Por Maíra Spanghero
A primeira vez em que contato com o projeto O Corpo Perturbador foi através de Diane Portella no final de 2010. Eu estava na Escola de Dança da Universidade Federal da Bahia esperando o beiju com manteiga que a quituteira Neti preparava para mim quando ela se aproximou. Quis saber se eu era quem ela estava pensando. Diante da afirmativa e no decorrer da conversa, Diane me contou a respeito das atividades do projeto e do blog de Edu O. Por fim, perguntou se poderia responder duas perguntas diante de sua câmera: o que te perturba? O que é um corpo perturbador?
Pausa.
Gola romântica, torso nu, pés de casco, pernas muito compridas de pêlo de bicho. É assim que o artista do corpo, o baiano Eduardo de Oliveira (mais conhecido por Edu O.), e seu comparsa, o bailarino Meia-Lua, entram em cena. Digo, caminham-rastejando perto dos nossos pés até o pátio do ICBA, a área aberta do Instituto Goethe de Salvador. Chove um mar. O público está acomodado ao redor do lugar que os dois artistas re-significam com força e destreza. A olhos nus, há uma inteligência naqueles corpos que a maioria dos humanos desconhece, sequer sonha existir, quiçá ter coragem para olhar.

---+---

TAREFA A:
No texto sobre o projeto O Corpo Perturbador, por qual nome o artista baiano Eduardo de Oliveira é mais conhecido?
TAREFA B:
Retome o texto sobre o projeto O Corpo Perturbador a partir do ponto em que ele termina, dando sequência à cena no pátio do ICBA.

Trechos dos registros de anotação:
---+---

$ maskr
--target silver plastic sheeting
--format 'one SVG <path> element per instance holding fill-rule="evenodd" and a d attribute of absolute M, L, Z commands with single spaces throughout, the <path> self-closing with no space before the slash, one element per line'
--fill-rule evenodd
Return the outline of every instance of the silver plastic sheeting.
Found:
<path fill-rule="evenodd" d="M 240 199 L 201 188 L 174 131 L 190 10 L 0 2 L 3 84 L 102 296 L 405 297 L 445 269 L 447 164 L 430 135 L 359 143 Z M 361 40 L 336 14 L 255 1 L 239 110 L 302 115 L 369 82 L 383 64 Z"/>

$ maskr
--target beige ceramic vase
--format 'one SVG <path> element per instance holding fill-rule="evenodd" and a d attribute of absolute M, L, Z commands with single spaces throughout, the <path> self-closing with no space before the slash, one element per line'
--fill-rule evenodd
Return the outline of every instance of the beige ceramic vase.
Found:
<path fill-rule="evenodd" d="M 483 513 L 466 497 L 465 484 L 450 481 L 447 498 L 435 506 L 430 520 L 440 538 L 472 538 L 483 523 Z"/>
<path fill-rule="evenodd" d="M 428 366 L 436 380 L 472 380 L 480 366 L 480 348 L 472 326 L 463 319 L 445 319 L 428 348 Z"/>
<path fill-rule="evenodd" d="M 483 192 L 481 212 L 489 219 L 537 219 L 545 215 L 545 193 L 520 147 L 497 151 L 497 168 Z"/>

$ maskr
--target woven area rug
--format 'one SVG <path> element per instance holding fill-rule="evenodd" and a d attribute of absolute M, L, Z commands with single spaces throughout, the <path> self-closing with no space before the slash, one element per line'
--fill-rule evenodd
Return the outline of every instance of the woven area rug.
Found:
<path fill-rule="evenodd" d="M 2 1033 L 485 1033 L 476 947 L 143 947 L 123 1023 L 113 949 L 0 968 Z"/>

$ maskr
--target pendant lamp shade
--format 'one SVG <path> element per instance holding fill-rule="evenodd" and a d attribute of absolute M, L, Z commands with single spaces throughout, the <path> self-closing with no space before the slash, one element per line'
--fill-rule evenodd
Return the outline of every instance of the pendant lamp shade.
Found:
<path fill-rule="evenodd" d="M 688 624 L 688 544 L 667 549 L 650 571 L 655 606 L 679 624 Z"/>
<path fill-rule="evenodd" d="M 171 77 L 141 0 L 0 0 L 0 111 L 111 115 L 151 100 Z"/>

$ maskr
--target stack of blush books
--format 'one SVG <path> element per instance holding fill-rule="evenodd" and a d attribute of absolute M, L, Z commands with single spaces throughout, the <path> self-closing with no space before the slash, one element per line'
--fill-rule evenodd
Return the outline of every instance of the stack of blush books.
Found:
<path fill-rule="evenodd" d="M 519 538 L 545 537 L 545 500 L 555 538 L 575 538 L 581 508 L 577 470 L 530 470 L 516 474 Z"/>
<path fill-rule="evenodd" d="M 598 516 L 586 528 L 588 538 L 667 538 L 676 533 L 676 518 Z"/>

---+---

RESPOSTA ESCRITA A:
Edu O.

RESPOSTA ESCRITA B:
Como se sabe, tem-se preferido chamar de “corpos com necessidades especiais” aqueles que estão em uma das extremidades de uma escala que os regula entre “normais” e “deficientes”. Em certa medida, todos temos necessidades especiais diferentes uns dos outros, certo? Embora os primeiros tenham que lidar com adversidades que os humanos caminhantes enfrentam de uma outra forma e, obviamente, com maiores rotas de fuga e favorecimento, o que fica mais explícito no trabalho cênico “O Corpo Perturbador” são as habilidades. Para além das diferenças e dificuldades, os limites eliminam possibilidades para abrir caminho para algum porvir. O que há de vir não existe, precisa ser construído e inventado, como é o caso dessa dança. Para Eduardo Oliveira e Meia-Lua, o que parece estar apenas carimbado de limitação, se torna, claramente, trampolim. Só os corajosos pulam.
Aquelas pernas-bota são lânguidas. São espartilhos para membros inferiores. Os corpos que a portam, além de seus super-poderes sensório-motores específicos, emanam sensualidade. Lembram-nos, com enorme elegância, que há sexualidade ali, que há potência em todas as suas partes. São corpos que afetam e são afetados criando uma política de vínculos baseada nesses afetos. Couro, pele, pêlo, carne, laço, osso e sangue. Corpo-árvore, corpo-que-se-carrega, corpo-rastro, corpo-bicho.
Não quero que se machuquem nunca mais.
Salvador, Fevereiro/2011.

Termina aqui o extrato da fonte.